## TEXTO PROPORCIONADO
+--
Los combonianos y la Iglesia, con apoyo de Manos Unidas y otras entidades católicas, mantienen también el llamado Hospital Italiano de Kerak, «al sur de Jordania, en la zona más desfavorecida del país. Este hospital es la única obra social de la Iglesia en una región donde apenas llegan el Estado y otras entidades. Es un lugar de referencia para los beduinos de Jordania y para muchísimos refugiados iraquíes y sirios».
La casa de las combonianas, dividida por el muro de Palestina
Entrevistada en la revista Ecclesia, Alicia explicaba que «en Jerusalén, nuestra comunidad está en Betania, pegada al muro que separa Israel y Palestina. De hecho, el muro se levanta sobre la verja de nuestro jardín. Cuando lo construyeron perdimos el contacto con Betania, así que alquilamos una casa al otro lado y dos hermanas viven ahora en un piso junto a los cristianos del otro lado. Somos una única comunidad, ¡pero vivimos en dos casas a ambos lados del muro! En realidad, podemos hablar por la ventana, pero para venir de una casa a la otra tenemos que hacer 18 kilómetros y dar la vuelta al check point, el punto de control militar».
+--
## DATOS PROPORCIONADOS
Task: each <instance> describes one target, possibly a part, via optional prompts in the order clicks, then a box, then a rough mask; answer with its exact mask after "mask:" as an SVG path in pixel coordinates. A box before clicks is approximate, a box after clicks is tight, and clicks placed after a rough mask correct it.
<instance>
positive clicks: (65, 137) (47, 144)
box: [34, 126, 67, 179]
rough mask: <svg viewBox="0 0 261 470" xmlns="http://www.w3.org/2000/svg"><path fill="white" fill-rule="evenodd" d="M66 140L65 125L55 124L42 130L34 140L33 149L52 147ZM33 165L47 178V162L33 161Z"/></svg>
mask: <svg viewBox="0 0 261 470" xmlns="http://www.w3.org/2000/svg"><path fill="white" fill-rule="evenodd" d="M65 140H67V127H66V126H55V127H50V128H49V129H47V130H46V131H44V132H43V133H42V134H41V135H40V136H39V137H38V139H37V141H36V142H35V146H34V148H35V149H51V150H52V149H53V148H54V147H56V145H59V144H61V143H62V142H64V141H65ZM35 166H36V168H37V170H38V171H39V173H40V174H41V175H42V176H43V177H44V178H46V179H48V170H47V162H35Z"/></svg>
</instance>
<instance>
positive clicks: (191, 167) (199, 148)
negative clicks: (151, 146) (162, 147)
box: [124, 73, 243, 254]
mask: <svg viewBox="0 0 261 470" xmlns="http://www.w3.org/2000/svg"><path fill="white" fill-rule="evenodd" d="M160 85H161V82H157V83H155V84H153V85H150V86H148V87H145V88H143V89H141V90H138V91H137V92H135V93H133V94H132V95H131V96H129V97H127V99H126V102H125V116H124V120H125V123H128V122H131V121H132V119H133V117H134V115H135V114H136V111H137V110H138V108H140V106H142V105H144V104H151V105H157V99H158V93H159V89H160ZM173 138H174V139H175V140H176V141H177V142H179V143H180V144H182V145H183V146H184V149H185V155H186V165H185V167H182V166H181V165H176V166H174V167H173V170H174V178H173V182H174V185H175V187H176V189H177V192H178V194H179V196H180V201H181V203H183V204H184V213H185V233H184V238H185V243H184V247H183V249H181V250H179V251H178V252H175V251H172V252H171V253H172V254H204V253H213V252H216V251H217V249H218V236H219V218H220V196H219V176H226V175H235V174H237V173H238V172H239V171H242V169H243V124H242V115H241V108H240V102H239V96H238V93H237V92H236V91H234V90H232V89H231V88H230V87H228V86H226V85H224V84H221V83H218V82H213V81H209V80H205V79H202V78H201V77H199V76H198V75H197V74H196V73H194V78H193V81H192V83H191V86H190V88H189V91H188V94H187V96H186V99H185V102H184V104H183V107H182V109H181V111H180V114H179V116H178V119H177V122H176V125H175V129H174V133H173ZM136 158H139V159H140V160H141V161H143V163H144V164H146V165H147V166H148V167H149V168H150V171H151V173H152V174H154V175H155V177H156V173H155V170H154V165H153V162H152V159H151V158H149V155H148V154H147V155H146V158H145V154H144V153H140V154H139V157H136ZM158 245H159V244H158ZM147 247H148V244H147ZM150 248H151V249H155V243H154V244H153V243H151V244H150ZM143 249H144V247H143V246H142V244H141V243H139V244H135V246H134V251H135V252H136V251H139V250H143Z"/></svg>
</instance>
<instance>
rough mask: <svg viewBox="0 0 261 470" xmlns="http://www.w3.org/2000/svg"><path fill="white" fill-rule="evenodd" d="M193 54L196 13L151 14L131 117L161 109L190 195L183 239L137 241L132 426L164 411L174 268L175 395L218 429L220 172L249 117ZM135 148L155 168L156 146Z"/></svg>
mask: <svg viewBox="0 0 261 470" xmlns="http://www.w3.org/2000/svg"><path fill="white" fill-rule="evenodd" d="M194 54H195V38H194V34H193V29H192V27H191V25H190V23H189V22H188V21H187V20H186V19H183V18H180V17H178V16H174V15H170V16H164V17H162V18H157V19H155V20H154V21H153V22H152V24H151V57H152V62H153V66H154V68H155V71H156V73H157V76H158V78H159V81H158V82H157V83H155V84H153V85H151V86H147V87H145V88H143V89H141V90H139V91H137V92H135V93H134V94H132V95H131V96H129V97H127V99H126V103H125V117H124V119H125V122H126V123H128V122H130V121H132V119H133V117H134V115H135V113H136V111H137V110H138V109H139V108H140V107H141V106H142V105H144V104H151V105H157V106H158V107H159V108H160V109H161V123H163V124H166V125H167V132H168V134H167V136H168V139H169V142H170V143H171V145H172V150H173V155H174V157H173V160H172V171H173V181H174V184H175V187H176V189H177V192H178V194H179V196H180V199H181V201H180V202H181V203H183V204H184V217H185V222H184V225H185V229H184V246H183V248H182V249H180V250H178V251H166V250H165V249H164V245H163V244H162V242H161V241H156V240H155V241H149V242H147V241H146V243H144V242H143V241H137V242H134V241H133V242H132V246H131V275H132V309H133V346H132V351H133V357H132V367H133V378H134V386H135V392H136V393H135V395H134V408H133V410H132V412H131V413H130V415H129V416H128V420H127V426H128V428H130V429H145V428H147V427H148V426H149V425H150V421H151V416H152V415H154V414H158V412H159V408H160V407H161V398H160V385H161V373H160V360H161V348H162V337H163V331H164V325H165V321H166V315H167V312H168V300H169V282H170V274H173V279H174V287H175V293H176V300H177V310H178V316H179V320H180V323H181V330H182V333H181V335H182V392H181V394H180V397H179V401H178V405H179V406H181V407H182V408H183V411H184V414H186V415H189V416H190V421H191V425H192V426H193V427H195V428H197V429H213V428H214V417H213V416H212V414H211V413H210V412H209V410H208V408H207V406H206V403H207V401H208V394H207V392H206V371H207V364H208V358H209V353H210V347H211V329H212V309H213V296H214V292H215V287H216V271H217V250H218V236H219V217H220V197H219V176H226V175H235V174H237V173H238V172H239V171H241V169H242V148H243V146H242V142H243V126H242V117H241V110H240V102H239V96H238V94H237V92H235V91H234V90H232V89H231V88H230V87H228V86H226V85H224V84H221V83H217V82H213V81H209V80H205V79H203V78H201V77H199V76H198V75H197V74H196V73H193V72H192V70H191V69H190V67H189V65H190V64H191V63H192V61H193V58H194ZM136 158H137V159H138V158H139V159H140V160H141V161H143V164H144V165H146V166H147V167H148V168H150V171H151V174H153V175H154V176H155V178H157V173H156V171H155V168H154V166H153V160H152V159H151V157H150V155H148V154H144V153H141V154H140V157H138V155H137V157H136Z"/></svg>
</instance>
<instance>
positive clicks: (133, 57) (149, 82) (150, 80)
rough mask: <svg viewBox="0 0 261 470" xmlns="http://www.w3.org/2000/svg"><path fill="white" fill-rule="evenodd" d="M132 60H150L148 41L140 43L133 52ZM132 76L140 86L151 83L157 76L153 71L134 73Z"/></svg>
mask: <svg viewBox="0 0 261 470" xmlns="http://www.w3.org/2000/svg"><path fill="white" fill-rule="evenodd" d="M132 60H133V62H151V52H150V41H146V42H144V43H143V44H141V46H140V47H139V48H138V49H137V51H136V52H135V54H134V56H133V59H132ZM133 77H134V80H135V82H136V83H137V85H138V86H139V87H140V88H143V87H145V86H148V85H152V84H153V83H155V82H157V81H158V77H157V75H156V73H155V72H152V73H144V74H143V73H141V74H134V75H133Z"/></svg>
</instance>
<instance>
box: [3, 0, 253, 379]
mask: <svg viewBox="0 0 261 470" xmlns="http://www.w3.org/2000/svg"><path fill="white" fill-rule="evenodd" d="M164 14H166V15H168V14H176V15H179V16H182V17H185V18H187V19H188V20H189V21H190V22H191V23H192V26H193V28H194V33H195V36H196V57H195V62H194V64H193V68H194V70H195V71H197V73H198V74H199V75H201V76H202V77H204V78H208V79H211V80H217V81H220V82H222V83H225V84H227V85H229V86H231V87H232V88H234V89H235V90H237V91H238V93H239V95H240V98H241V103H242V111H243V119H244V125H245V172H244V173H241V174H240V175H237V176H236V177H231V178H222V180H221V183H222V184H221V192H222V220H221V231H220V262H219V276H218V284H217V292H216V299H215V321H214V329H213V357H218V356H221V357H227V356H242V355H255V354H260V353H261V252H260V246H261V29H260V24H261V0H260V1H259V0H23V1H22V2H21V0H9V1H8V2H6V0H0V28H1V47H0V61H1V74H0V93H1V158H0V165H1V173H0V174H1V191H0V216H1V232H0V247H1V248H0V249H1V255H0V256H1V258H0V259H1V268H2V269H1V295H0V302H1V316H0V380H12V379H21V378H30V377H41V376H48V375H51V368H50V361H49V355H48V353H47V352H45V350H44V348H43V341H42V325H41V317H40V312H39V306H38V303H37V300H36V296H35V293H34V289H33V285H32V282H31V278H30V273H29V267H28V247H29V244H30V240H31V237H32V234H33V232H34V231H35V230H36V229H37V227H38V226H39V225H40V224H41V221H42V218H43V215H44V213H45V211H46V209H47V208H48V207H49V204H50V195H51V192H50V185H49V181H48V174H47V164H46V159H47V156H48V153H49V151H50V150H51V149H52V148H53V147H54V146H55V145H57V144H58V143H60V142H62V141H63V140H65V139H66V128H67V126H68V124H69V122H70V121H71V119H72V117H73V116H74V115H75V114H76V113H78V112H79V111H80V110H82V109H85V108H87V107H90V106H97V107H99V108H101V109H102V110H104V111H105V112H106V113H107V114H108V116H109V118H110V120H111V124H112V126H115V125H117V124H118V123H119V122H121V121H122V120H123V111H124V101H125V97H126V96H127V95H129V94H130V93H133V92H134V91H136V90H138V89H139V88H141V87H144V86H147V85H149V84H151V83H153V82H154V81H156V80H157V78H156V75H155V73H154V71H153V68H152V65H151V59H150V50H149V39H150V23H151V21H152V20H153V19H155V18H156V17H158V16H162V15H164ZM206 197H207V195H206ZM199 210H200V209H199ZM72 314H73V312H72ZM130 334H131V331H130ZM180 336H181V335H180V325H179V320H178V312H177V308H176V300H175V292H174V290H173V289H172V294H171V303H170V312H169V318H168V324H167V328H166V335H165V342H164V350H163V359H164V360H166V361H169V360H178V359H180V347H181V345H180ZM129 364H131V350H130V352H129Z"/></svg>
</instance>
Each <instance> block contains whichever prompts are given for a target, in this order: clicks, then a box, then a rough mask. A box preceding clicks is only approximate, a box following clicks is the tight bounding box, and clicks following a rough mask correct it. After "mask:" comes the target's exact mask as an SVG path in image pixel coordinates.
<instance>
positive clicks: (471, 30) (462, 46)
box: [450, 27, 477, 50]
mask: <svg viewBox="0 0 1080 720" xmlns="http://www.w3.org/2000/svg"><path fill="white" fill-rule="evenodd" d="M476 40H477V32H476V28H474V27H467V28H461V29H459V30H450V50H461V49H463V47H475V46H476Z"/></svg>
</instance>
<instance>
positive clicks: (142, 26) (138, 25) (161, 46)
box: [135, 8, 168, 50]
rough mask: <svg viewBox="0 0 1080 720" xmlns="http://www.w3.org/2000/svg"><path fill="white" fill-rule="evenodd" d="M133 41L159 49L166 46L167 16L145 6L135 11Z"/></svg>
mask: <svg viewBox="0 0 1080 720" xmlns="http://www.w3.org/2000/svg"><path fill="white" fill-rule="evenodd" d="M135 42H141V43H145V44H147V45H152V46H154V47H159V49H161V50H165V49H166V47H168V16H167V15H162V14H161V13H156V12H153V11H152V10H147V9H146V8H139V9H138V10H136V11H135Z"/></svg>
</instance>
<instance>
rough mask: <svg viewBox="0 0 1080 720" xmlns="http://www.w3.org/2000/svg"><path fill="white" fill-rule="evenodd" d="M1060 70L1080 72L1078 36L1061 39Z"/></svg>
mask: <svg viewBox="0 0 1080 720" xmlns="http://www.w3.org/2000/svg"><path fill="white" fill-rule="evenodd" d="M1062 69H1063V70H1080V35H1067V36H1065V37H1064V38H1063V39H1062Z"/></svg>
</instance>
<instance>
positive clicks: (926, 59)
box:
+--
## PREGUNTAS DE ESTUDIO
a – Responda a estas preguntas según el texto proporcionado:
(i) ¿En qué zona de Jordania se encuentra el Hospital Italiano de Kerak?
(ii) ¿Dónde está la comunidad de las combonianas en Jerusalén?
(iii) ¿Cuántos kilómetros deben recorrer las hermanas para ir de una casa a la otra?
b – Indique si cada afirmación concuerda con el texto proporcionado y cite las palabras que lo deciden:
(i) El Hospital Italiano de Kerak es la única obra social de la Iglesia en su región.
(ii) Las hermanas no tienen ninguna forma de comunicarse entre las dos casas sin desplazarse.
(iii) Tres hermanas viven en el piso del otro lado del muro.

## RESPUESTAS POR TAREA
a –
(i) Al sur de Jordania, en la zona más desfavorecida del país.
(ii) En Betania, pegada al muro que separa Israel y Palestina.
(iii) 18 kilómetros.

b –
(i) Sí: «Este hospital es la única obra social de la Iglesia en una región donde apenas llegan el Estado y otras entidades».
(ii) No: «En realidad, podemos hablar por la ventana».
(iii) No: «dos hermanas viven ahora en un piso junto a los cristianos del otro lado».